Fragmento seleccionado:
Asimismo, es muy típico de estos hombres, no sólo la incapacidad de agradecer, sino la facilidad con que transforman el favor que les hacen los demás en combustibles de su resentimiento. Hay una frase de Robespierre, trágico resentido, que no se puede leer sin escalofrío, tal es la claridad que proyecta en la psicología de la Revolución: «Sentí, desde muy temprano, la penosa esclavitud del agradecimiento». Cuando se hace el bien a un resentido, el bienhechor queda inscrito en la lista negra de su incordialidad. El resentido ronda, como animado por sordos impulsos, en torno del poderoso; le atrae y le irrita a la vez. Este doble sentimiento le ata amargamente al séquito del que manda. Por esto encontramos tantas veces al resentido en la corte de los poderosos. Y los poderosos deben saber que a su sombra crece inevitablemente, mil veces más peligroso que la envidia, el resentimiento de aquellos mismos que viven de su favor.

Es casi siempre el resentido, cauteloso e hipócrita. Casi nunca manifiesta a los que le rodean su acidez interior. Pero debajo de su disimulo se hace, al fin, patente el resentimiento. Cada uno de sus actos, cada uno de sus pensamientos, acaba por estar transido de una indefinible acritud. Sobre todo, ninguna pasión asoma con tanta claridad como ésta a la mirada, menos dócil que la palabra y que el gesto para la cautela. En relación con su hipocresía está la afición del resentido a los anónimos. La casi totalidad de éstos los escribe, no el odio, ni el espíritu de venganza, ni la envidia, sino la mano trémula del resentimiento. Un anonimista infatigable, que pudo ser descubierto, hombre inteligente y muy resentido, declaró que al escribir cada anónimo «se le quitaba un peso de encima»; me lo contó su juez. Pero, a su vez, el resentido, sensible a la herida de sus armas predilectas, suele turbarse hasta el extremo por los anónimos de los demás.

Material proporcionado:
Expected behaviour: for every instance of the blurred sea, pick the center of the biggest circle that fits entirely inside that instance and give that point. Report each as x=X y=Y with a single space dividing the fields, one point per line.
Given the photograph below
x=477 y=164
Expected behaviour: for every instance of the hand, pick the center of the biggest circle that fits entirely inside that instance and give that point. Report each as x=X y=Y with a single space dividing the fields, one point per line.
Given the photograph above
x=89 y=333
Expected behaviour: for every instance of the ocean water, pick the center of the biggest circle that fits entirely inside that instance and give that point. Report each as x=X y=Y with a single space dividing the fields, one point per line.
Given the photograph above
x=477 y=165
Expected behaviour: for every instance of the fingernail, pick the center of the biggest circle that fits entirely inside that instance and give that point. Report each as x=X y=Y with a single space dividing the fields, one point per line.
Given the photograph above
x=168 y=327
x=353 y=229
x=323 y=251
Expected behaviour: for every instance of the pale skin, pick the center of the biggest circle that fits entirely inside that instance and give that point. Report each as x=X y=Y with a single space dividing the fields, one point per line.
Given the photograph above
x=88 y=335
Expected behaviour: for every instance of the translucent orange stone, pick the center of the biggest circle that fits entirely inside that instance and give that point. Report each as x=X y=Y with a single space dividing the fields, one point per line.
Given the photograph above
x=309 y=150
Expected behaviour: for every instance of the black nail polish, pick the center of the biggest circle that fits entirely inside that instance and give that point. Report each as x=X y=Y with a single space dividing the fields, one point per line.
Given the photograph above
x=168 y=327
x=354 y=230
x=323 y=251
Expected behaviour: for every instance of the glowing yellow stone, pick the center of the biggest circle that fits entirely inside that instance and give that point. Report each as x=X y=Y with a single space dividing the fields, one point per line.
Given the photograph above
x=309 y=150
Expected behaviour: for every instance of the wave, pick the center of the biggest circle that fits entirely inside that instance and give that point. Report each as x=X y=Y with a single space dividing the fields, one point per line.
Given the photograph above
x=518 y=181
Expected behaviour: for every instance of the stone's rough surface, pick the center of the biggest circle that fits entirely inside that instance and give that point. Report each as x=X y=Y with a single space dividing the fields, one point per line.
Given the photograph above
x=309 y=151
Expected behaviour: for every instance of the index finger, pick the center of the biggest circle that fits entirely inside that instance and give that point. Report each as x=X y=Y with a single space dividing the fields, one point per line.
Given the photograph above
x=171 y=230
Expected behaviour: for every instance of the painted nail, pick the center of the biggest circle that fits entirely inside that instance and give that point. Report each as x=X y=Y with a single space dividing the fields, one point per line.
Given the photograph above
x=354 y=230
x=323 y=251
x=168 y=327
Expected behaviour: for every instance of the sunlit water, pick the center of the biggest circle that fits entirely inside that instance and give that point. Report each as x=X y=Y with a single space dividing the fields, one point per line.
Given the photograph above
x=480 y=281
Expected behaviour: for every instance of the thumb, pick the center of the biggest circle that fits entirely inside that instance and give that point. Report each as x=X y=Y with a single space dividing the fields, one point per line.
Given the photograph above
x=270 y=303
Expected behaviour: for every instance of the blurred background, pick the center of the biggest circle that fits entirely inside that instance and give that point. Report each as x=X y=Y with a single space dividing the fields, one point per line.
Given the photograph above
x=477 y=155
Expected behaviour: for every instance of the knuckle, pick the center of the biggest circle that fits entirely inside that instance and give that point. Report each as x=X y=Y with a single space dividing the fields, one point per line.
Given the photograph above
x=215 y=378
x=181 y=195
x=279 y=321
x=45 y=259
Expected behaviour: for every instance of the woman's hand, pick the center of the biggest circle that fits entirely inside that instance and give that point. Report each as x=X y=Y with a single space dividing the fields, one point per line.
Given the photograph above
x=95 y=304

Actividades obligatorias:
1) Contesta estas preguntas sobre el texto acerca del resentimiento:
(a) ¿Qué frase de Robespierre se cita?
(b) ¿Dónde encontramos tantas veces al resentido?
(c) ¿Qué declaró el anonimista infatigable que sentía al escribir cada anónimo?
2) Convierte en una lista breve el párrafo del texto sobre el resentimiento que empieza con «Es casi siempre el resentido», sin perder sus datos principales.

Soluciones:
1)
(a) «Sentí, desde muy temprano, la penosa esclavitud del agradecimiento».
(b) En la corte de los poderosos.
(c) Que «se le quitaba un peso de encima».

2)
- El resentido suele ser cauteloso e hipócrita y casi nunca muestra su acidez interior a quienes lo rodean.
- Aun así, su resentimiento termina por hacerse patente y tiñe de una acritud indefinible todos sus actos y pensamientos.
- Ninguna pasión se asoma tan claramente a la mirada, que es menos dócil a la cautela que la palabra y el gesto.
- Su hipocresía se relaciona con su afición a los anónimos, que casi siempre escribe el resentimiento y no el odio, la venganza ni la envidia.
- Un anonimista infatigable que fue descubierto declaró que cada anónimo le quitaba un peso de encima.
- A su vez, los anónimos ajenos suelen turbar extremadamente al resentido.